## begin Given data

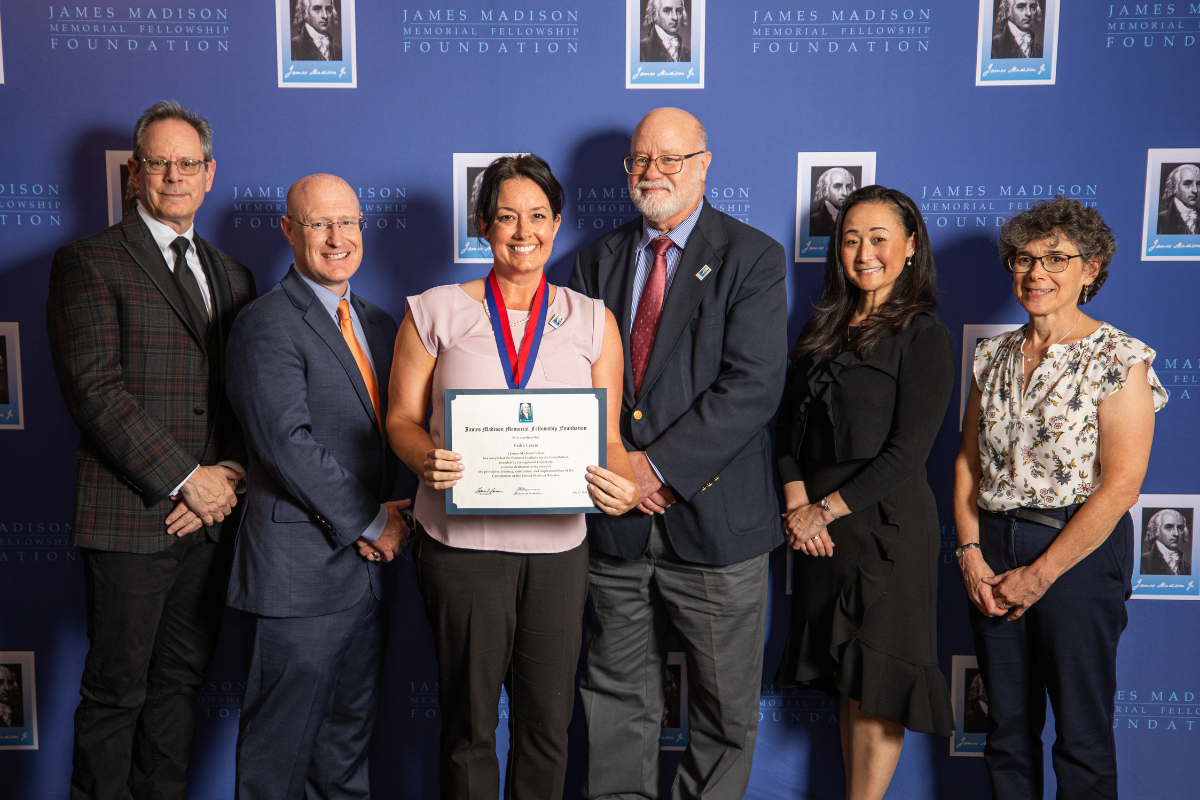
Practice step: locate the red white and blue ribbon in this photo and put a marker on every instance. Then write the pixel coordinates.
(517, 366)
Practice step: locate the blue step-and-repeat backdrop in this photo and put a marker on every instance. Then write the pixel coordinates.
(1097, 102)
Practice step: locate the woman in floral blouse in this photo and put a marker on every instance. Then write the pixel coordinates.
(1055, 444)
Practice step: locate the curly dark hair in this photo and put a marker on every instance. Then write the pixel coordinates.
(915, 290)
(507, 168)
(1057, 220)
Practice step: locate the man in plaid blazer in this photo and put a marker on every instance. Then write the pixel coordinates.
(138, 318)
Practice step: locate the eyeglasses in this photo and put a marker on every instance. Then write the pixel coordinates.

## end Given data
## begin Given data

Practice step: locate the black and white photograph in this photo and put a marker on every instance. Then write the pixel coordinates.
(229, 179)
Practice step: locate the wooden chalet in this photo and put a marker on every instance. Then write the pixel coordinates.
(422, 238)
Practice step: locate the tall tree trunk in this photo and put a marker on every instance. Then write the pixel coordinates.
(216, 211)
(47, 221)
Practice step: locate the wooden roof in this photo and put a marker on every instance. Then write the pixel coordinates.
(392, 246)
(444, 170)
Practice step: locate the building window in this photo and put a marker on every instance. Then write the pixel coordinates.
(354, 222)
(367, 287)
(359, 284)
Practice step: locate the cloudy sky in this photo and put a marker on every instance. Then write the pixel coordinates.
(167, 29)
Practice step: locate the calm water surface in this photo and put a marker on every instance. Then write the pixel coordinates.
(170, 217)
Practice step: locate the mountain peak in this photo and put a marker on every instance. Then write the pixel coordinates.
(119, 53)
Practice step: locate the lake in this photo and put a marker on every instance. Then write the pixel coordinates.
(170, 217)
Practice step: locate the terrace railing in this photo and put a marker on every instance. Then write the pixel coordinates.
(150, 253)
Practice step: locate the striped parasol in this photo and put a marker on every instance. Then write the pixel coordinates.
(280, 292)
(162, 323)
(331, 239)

## end Given data

**Instructions for the task:**
Present the material from the line containing "Practice step: locate the curly" through the line containing "Practice step: locate the eyeglasses" as a Markdown table with the columns Number and Text, one numbered row per line and blank lines skipped.

**Solution to the problem:**
| Number | Text |
|---|---|
| 1 | Practice step: locate the curly dark hair in this photo and put a marker on every instance. Then write the pixel coordinates. |
| 2 | (915, 290) |
| 3 | (507, 168) |
| 4 | (1057, 220) |
| 5 | Practice step: locate the man in plaid blazer in this photo and put a marker on every instance. Then write the pixel coordinates. |
| 6 | (138, 318) |
| 7 | Practice step: locate the eyeglasses in this photo and put a marker on every instance. Then write the pixel coordinates. |